> **Data extracts**:
########################################

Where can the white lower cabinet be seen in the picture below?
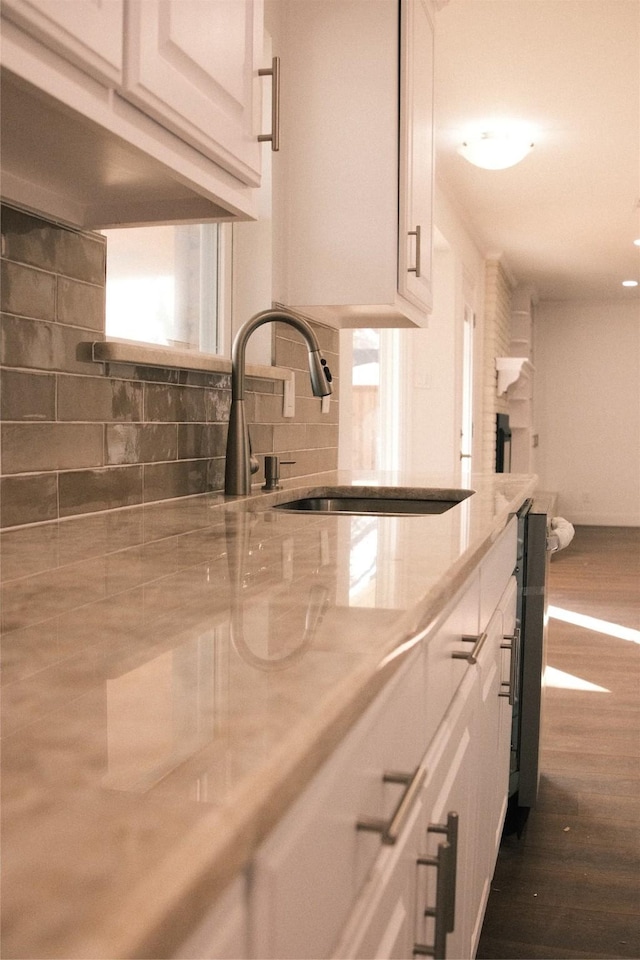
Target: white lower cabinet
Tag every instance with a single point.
(308, 875)
(389, 851)
(223, 933)
(446, 862)
(383, 922)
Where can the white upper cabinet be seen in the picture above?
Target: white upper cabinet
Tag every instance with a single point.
(193, 66)
(130, 112)
(416, 154)
(86, 32)
(353, 178)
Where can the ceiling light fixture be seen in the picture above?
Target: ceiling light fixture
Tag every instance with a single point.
(496, 149)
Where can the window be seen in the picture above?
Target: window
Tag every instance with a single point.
(165, 286)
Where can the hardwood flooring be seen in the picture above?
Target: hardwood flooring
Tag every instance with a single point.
(569, 887)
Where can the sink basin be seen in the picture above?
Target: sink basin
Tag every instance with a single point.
(378, 501)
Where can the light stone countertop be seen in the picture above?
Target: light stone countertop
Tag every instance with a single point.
(174, 675)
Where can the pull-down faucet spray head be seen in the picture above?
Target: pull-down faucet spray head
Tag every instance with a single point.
(238, 467)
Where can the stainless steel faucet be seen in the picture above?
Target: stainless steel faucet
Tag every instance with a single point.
(239, 465)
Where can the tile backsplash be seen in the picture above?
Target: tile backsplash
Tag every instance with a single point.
(79, 436)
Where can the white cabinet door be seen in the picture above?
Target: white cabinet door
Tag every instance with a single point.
(315, 866)
(222, 933)
(383, 923)
(337, 177)
(492, 744)
(444, 668)
(86, 32)
(450, 789)
(416, 153)
(193, 66)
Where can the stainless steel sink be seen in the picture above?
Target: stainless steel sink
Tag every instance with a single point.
(379, 501)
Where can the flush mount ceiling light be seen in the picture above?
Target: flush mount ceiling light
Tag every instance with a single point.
(496, 149)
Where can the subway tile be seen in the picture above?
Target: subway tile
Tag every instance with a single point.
(28, 651)
(27, 396)
(27, 292)
(141, 443)
(261, 438)
(29, 499)
(217, 406)
(289, 435)
(31, 447)
(98, 398)
(28, 550)
(91, 536)
(81, 256)
(28, 239)
(173, 403)
(320, 436)
(80, 304)
(35, 344)
(196, 440)
(215, 473)
(85, 491)
(164, 481)
(268, 408)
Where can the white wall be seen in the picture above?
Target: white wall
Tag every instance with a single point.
(587, 359)
(433, 356)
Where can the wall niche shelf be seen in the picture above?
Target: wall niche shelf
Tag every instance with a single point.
(509, 370)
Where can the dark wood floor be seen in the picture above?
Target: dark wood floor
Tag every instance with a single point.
(569, 887)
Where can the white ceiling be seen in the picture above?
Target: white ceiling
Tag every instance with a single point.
(565, 218)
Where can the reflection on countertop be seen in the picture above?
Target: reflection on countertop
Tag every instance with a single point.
(173, 675)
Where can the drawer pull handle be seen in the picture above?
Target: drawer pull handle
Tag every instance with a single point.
(514, 667)
(416, 233)
(450, 830)
(442, 910)
(472, 656)
(390, 830)
(274, 72)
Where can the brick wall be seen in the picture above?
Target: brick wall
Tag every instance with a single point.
(497, 336)
(79, 436)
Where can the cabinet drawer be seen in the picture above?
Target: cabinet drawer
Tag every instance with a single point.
(443, 671)
(495, 570)
(317, 847)
(222, 934)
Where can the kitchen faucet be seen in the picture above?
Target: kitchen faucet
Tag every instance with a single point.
(239, 463)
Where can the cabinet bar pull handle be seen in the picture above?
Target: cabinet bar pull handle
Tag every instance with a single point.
(416, 233)
(442, 910)
(450, 829)
(514, 664)
(390, 830)
(478, 643)
(274, 72)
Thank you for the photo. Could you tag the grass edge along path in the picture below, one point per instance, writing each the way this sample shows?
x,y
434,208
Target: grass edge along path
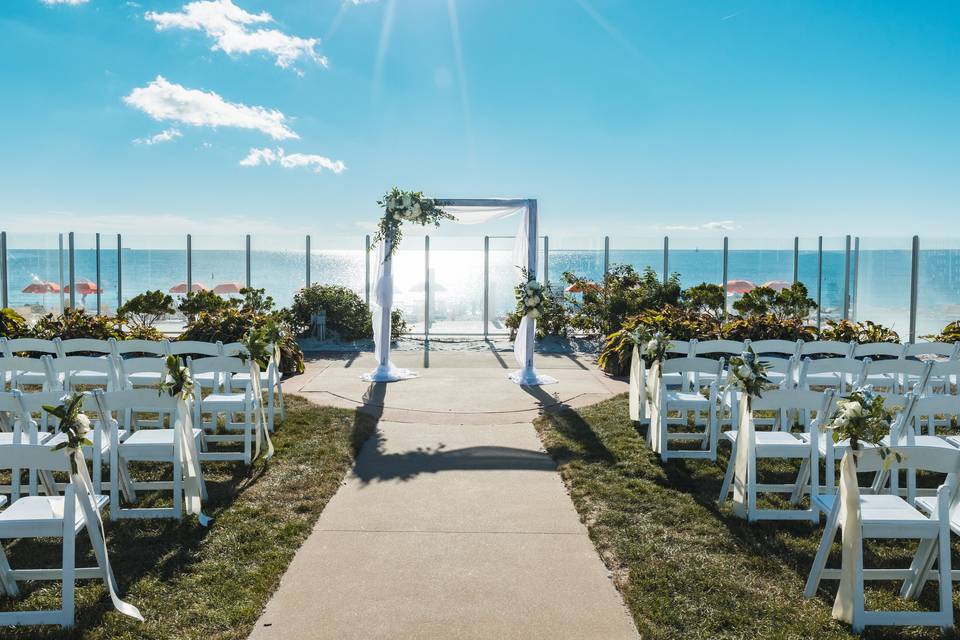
x,y
191,582
686,568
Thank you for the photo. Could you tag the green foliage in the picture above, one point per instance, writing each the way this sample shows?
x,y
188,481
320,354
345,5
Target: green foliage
x,y
205,301
792,303
623,293
77,323
860,332
232,325
348,316
145,309
705,299
12,324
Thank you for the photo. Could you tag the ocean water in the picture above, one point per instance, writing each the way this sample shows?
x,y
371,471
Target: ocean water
x,y
880,291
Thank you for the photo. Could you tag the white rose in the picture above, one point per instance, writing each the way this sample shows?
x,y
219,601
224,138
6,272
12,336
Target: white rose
x,y
83,425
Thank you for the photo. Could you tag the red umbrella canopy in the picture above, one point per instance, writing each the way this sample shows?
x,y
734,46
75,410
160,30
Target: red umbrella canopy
x,y
41,287
228,287
84,287
181,287
777,285
740,286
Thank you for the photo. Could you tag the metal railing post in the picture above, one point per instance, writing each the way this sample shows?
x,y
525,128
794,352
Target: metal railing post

########################################

> **Brief**:
For this exercise, copy each line of the data above exactly, from the first through the line containing "Target: ceiling light fixture", and drop the pictures.

> **Response to this task**:
Where can the white lower cabinet be seen in the picture below?
Target: white lower cabinet
Tag every instance with a single point.
(308, 875)
(389, 851)
(223, 933)
(446, 862)
(383, 922)
Where can the white upper cabinet be seen in the picture above?
Target: white upper cabinet
Tag every instance with a single point.
(193, 66)
(130, 112)
(416, 154)
(86, 32)
(353, 178)
Where can the ceiling light fixture be seen in the picture above?
Target: ceiling light fixture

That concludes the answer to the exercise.